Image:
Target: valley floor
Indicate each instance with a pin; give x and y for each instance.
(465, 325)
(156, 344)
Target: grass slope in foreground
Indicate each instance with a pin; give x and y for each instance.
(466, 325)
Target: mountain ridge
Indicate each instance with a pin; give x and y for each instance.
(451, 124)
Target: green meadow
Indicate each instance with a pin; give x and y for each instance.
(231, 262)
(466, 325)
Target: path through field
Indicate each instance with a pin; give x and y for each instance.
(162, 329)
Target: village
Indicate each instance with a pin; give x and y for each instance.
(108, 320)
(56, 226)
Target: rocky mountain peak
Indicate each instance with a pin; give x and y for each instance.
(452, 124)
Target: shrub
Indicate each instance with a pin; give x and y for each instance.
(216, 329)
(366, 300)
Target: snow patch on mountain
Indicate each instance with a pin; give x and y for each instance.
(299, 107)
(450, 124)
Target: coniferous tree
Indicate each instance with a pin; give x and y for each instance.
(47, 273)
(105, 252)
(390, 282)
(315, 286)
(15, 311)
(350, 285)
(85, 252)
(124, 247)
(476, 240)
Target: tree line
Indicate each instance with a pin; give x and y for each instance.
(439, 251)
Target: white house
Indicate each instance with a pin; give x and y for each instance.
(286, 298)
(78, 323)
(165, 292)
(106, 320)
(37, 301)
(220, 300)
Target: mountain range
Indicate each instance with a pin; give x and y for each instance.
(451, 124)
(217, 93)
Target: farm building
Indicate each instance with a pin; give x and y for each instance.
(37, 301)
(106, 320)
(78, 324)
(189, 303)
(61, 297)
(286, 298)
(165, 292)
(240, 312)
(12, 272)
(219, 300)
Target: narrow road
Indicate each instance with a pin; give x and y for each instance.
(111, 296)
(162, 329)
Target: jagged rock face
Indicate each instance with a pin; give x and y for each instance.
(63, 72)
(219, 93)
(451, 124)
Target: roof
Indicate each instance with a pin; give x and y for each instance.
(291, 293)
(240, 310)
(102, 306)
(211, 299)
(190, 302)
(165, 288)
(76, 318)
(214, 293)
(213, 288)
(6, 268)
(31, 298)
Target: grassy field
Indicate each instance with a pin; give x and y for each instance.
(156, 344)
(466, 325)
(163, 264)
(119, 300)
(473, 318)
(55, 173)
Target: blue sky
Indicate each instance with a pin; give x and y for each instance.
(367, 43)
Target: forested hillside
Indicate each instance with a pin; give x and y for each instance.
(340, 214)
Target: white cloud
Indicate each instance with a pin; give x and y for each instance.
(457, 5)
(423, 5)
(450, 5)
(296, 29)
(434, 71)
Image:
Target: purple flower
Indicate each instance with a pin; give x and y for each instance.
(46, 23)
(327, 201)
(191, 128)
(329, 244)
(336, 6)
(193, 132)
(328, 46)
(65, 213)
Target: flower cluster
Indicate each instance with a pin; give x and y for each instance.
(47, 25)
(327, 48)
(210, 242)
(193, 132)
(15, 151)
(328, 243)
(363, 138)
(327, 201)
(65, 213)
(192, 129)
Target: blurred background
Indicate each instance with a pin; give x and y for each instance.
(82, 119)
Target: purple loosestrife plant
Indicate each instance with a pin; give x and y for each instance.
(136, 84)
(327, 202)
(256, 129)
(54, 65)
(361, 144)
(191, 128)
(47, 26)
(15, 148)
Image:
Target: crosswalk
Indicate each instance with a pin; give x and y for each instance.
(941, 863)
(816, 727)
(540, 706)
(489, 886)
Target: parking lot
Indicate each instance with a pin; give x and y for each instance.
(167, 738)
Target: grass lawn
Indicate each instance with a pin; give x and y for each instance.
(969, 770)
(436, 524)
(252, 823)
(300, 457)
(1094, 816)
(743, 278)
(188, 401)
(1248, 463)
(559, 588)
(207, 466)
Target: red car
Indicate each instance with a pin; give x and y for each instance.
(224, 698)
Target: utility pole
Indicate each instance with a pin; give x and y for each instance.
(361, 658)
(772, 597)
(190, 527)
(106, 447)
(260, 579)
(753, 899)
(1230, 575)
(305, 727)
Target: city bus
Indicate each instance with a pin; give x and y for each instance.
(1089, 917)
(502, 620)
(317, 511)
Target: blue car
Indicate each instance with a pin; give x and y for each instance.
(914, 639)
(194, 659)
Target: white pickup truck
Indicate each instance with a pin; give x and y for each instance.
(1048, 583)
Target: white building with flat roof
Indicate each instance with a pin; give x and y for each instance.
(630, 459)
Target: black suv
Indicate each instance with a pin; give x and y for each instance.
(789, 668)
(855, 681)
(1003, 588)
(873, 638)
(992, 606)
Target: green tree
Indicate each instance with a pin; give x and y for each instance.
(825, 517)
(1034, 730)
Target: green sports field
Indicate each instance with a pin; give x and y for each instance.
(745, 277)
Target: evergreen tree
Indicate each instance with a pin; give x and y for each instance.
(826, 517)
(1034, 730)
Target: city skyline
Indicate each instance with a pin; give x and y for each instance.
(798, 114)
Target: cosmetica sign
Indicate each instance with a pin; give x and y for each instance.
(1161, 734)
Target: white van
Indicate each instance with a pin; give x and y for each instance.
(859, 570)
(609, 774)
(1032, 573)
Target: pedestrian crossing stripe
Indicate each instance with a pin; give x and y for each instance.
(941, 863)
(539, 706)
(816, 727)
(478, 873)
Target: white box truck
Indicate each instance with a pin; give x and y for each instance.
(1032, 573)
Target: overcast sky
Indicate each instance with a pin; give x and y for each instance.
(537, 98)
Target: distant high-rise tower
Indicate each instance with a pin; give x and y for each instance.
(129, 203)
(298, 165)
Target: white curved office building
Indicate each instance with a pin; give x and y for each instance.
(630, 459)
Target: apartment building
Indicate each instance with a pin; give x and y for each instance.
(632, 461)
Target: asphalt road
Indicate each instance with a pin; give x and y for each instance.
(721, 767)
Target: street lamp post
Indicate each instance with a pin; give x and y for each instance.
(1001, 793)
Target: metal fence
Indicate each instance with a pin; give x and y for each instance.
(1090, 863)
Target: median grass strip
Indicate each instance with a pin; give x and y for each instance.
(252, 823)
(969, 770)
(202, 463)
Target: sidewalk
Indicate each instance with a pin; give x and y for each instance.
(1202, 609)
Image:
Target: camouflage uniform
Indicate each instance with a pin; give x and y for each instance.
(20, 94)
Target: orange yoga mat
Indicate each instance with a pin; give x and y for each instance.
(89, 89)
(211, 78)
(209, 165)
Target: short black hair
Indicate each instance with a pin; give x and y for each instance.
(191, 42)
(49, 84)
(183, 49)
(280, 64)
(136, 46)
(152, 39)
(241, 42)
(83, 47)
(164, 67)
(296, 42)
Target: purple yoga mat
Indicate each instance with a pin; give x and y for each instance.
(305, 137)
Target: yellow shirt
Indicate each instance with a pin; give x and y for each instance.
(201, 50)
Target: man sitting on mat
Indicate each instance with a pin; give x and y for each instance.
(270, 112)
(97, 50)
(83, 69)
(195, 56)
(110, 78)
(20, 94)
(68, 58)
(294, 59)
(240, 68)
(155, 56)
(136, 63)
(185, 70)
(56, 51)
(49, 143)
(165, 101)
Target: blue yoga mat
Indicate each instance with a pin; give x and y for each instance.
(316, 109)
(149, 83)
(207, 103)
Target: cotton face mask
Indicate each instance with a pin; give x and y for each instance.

__Given instruction__.
Each of the records should be retyped exactly.

__Result of this task__.
Image:
Target: valley floor
Indicate each instance with a pin; give x and y for each instance.
(465, 325)
(156, 344)
Target: grass slope in foreground
Indicate each instance with a pin; give x and y for each instance.
(466, 325)
Target: mountain ridge
Indicate each instance with a pin; give x and y for each instance.
(451, 124)
Target: green meadow
Indicate each instance with a pin; give x and y for each instance.
(231, 262)
(466, 325)
Target: path through field
Indicate each instance with a pin; give x and y for each instance.
(162, 329)
Target: village
Indicate each instance with a pin; give x and y for each instance.
(108, 320)
(56, 226)
Target: rocky mountain peak
Indicate each instance with a pin; give x and y for each instance.
(452, 124)
Target: shrub
Indicate each instance with a pin; give x and y for each instance.
(216, 329)
(366, 300)
Target: snow patch on mountain
Indicate each instance with a pin; give x and y for each instance.
(299, 107)
(450, 124)
Target: coniferous tree
Indicate each instance with a pin; give x and y for each instance.
(47, 273)
(105, 252)
(390, 282)
(315, 286)
(15, 311)
(350, 285)
(85, 252)
(124, 247)
(476, 240)
Target: tree line
Indicate each instance with a pin; give x and y for each instance.
(439, 251)
Target: white house
Indicate each instance with a pin; give x and y for each instance.
(286, 298)
(78, 323)
(165, 292)
(106, 320)
(37, 301)
(220, 300)
Target: mountain range
Indicate each instance with a pin; give x and y for each instance.
(451, 124)
(217, 93)
Target: farm building
Indicate each instance with a pin; give x and y for each instance.
(37, 301)
(106, 320)
(78, 324)
(189, 303)
(61, 297)
(286, 298)
(165, 292)
(240, 312)
(12, 272)
(219, 300)
Target: narrow road
Indicate each instance with a pin; give x and y for each instance.
(111, 296)
(162, 329)
Target: jagged rock face
Indicate each instance with a pin; give x and y for each instance.
(63, 72)
(219, 93)
(451, 124)
Target: roof
Indicate each instance with a pin; give x and y for each instance.
(291, 293)
(240, 310)
(102, 306)
(211, 299)
(190, 302)
(165, 288)
(76, 318)
(214, 293)
(213, 288)
(6, 268)
(31, 298)
Target: grassy field
Indicate each instance with a pin; give x and y for each instance.
(156, 344)
(466, 325)
(163, 264)
(119, 300)
(473, 318)
(55, 173)
Target: blue sky
Indicate each instance with a pin; give x and y for each instance.
(367, 43)
Target: forested hillside
Indicate each instance with a pin; give x and y for each instance.
(340, 214)
Target: white cloud
Indicate each instance with a pin; give x and y for each instance.
(457, 5)
(423, 5)
(450, 5)
(296, 29)
(434, 71)
Image:
Target: purple flower
Indicate each instance with a pin; give x and y for each instance.
(46, 23)
(327, 201)
(191, 128)
(329, 244)
(336, 6)
(193, 132)
(328, 46)
(65, 213)
Target: flower cluster
Indicate each instance with a pin; give x and y for each instance.
(47, 25)
(327, 48)
(210, 242)
(193, 132)
(15, 151)
(328, 243)
(363, 138)
(327, 201)
(65, 213)
(192, 129)
Target: blurred background
Indicate each instance with a pin; give x and y for each instance.
(82, 119)
Target: purple loosestrife plant
Indicate each instance with a pin; give x and y for each instance.
(136, 84)
(327, 202)
(256, 129)
(54, 65)
(361, 144)
(191, 128)
(47, 26)
(15, 148)
Image:
Target: crosswalk
Indicate each instance with a pin; give x and y for each instance.
(941, 863)
(816, 727)
(540, 706)
(489, 886)
Target: parking lot
Indicate each instance with a pin; give x and y for each instance.
(167, 738)
Target: grass lawn
Indicate each instance with a pin; give x and y for each instance.
(969, 770)
(436, 524)
(252, 823)
(300, 457)
(1094, 816)
(743, 278)
(188, 401)
(1248, 463)
(559, 588)
(207, 466)
Target: red car
Indicate each instance with a pin; give x and y for each instance.
(224, 698)
Target: utility pole
Indicate each instance with a pin; give x and y for each instance.
(361, 658)
(772, 597)
(190, 527)
(106, 447)
(260, 579)
(753, 899)
(1230, 575)
(305, 727)
Target: city bus
Indicate each instance with a pin; give x and y for each instance.
(1089, 917)
(502, 620)
(317, 511)
Target: blue car
Indicate each instance with a pin; give x and y for each instance.
(914, 639)
(194, 659)
Target: white pickup truck
Indicate each instance with a pin; give x and y for each instance.
(1048, 583)
Target: white building with flat roof
Indicate each instance with a pin; give x and y for each instance.
(630, 459)
Target: black suv
Indicate each instance with a pin; give x and y for each instance.
(789, 668)
(855, 681)
(1003, 588)
(873, 638)
(992, 606)
Target: green tree
Indicate each instance with a pin; give x and y for each instance.
(825, 517)
(1034, 730)
Target: green sports field
Indicate each instance with a pin; give x and y for each instance.
(745, 277)
Target: evergreen tree
Indicate each instance with a pin; give x and y for each instance.
(826, 517)
(1034, 730)
Target: city skyline
Indicate each instance with a pin; give x and y for each instance.
(798, 114)
Target: cosmetica sign
Indicate each instance with a pin; give x and y for each instance.
(1161, 734)
Target: white van
Indicate each instance with a pin; give x and y for each instance.
(859, 570)
(609, 774)
(1032, 573)
Target: pedestrian crossing stripe
Indicate each instance with a pin; give x and y for each instance.
(941, 863)
(539, 706)
(816, 727)
(478, 873)
Target: white box truck
Indicate each instance with a pin; give x and y for each instance.
(1032, 573)
Target: overcast sky
Indicate each instance with a pin; give x and y for each instance.
(537, 98)
Target: distant high-rise tower
Indicate each instance with a pin; give x and y for each instance.
(129, 203)
(298, 165)
Target: white curved office building
Indicate each instance with a pin; give x and y for each instance.
(630, 459)
Target: apartment building
Indicate each instance with a pin; give x and y for each instance.
(632, 461)
Target: asphalt road
Indicate each instance with a pin; give x and y for each instance.
(721, 767)
Target: street lamp post
Indicate each instance with a pin; give x and y for each instance.
(1001, 793)
Target: metal fence
Indicate each instance with a pin; give x and y for each instance.
(1090, 863)
Target: median grass strip
Indicate each instance with a pin; give x and y for each instance.
(252, 823)
(969, 770)
(202, 463)
Target: sidewalk
Indicate each instance with a pin; give x and y for each instance.
(1202, 609)
Image:
Target: camouflage uniform
Indicate each instance with a pin; give x and y for each instance.
(20, 94)
Target: orange yoga mat
Indicate each instance with a pin; give x and y for each instance.
(89, 89)
(211, 78)
(209, 165)
Target: short black hair
Indicate each instance with a pin; give x and y for each instance.
(191, 42)
(49, 84)
(183, 49)
(280, 64)
(136, 46)
(152, 39)
(241, 42)
(83, 47)
(164, 67)
(296, 42)
Target: purple yoga mat
Indicate each instance with a pin; give x and y for each instance.
(305, 137)
Target: yellow shirt
Indicate each instance with a pin; give x and y for each instance.
(201, 50)
Target: man sitting on mat
Indicate each instance with a pin; give x and y for each instance.
(270, 112)
(97, 50)
(83, 69)
(195, 56)
(110, 78)
(20, 94)
(68, 58)
(294, 59)
(240, 68)
(155, 56)
(136, 63)
(185, 70)
(56, 51)
(49, 143)
(165, 101)
Target: blue yoga mat
Indicate each instance with a pin; give x and y for each instance.
(316, 109)
(149, 83)
(207, 103)
Target: cotton face mask
Indicate each instance with a pin; give x and y for each instance.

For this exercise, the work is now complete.